EXERCISE BRIEF:
Every line with the string "silhouette" in it belongs in your answer, so copy them all from the data.

═══ INFORMATION GIVEN

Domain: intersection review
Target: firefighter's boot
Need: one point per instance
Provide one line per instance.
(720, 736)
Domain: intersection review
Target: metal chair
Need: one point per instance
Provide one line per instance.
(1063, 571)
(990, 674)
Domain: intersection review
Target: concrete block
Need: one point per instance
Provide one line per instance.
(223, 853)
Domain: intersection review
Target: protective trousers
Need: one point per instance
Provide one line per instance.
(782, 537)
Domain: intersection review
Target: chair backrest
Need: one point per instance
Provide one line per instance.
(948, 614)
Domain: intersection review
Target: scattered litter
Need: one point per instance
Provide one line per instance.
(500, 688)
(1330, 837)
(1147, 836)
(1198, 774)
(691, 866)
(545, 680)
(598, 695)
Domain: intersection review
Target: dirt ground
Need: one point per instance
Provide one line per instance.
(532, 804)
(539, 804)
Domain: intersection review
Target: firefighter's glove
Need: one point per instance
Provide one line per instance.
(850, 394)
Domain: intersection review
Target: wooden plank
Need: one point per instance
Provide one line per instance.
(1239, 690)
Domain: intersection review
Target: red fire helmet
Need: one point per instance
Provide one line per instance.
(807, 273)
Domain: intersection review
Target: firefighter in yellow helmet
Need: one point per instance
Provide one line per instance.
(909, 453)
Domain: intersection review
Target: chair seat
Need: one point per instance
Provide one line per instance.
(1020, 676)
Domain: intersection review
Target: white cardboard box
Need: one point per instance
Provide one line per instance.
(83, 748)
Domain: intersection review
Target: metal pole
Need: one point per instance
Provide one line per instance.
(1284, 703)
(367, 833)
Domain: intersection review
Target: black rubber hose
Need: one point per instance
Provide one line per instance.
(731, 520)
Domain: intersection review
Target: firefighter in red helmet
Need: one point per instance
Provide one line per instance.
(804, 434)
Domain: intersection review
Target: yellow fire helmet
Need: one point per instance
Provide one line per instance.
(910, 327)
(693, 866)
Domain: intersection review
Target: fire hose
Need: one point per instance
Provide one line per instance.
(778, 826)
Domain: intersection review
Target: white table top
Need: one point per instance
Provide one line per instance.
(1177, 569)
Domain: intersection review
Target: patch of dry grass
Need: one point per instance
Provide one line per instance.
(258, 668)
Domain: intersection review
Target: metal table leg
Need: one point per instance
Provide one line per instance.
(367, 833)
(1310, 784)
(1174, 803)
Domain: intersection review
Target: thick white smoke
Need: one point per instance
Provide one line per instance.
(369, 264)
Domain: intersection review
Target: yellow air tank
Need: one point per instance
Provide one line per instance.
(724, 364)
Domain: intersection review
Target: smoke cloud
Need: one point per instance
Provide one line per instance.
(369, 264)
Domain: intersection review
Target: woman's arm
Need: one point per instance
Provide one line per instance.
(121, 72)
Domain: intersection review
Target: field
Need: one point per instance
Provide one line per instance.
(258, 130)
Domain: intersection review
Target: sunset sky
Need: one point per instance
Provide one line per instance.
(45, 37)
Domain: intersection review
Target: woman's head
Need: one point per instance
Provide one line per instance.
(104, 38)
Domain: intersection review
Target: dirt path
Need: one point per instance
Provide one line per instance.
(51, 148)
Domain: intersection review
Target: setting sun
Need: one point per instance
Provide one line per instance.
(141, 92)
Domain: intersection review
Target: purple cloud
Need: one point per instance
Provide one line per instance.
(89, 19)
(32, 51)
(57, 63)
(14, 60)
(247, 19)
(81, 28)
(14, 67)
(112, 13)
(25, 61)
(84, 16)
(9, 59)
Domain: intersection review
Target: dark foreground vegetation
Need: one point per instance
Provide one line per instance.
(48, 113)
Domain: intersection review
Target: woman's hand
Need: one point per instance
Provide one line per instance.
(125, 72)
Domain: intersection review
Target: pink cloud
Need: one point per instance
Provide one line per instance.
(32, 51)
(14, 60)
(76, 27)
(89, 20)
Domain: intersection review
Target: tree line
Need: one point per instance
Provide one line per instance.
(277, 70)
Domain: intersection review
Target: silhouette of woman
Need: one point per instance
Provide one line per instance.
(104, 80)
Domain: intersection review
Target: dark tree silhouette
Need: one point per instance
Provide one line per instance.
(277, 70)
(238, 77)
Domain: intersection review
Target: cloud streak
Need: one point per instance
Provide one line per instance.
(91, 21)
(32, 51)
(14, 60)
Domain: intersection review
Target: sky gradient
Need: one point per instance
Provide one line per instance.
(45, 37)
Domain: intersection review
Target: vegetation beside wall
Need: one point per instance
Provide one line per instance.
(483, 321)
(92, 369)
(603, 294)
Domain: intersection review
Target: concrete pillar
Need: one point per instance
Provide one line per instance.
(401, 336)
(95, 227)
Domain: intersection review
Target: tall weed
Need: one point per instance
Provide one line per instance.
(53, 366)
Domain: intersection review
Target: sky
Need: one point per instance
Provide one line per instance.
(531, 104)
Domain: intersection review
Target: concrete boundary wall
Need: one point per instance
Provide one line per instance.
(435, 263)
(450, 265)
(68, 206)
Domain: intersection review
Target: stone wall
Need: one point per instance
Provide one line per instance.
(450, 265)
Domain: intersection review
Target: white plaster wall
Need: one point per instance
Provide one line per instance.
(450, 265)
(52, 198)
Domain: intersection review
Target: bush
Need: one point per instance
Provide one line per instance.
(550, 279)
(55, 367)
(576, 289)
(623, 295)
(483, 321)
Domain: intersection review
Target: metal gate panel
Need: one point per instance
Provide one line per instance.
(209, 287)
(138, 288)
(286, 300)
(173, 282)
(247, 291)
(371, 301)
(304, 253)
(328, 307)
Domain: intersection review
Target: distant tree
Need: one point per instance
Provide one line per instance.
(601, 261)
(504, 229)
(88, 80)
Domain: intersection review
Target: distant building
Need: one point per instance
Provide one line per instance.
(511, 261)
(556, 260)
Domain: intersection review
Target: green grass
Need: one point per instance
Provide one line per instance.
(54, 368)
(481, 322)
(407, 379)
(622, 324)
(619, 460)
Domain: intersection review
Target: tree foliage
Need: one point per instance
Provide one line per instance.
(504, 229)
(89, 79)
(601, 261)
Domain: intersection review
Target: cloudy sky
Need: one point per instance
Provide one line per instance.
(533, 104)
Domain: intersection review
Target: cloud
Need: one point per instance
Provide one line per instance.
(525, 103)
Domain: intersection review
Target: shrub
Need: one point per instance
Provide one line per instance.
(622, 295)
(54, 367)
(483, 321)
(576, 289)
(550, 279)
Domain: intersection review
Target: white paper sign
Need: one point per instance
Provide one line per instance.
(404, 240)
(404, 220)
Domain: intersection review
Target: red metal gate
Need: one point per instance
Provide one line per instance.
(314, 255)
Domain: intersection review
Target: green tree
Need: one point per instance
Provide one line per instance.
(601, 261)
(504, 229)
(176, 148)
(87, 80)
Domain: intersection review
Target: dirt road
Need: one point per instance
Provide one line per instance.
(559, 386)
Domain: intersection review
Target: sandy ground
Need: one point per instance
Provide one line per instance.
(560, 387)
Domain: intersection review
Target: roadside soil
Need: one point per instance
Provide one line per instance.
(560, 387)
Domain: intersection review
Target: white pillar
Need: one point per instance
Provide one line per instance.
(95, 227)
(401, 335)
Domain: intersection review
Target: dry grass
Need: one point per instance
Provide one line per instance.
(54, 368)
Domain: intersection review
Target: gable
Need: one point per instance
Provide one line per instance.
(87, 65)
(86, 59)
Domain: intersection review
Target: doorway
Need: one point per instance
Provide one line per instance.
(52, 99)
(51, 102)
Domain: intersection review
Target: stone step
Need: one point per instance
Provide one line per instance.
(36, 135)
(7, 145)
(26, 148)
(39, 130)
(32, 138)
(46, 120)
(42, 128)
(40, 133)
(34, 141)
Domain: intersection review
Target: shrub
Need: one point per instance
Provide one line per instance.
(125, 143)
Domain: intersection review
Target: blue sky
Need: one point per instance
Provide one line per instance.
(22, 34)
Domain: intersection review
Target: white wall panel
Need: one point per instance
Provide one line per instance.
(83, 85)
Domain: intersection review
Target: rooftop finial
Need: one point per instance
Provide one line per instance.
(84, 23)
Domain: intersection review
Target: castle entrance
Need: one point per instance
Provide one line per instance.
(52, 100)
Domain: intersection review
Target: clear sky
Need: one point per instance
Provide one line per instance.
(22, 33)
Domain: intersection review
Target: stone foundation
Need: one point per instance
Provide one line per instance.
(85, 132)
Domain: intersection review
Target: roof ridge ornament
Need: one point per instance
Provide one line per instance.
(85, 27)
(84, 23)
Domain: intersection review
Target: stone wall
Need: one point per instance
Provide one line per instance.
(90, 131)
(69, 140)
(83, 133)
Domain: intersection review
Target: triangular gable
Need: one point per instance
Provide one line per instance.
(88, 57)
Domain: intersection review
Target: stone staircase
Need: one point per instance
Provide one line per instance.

══════

ANSWER BOX:
Target: silhouette of woman
Target: dark tree silhouette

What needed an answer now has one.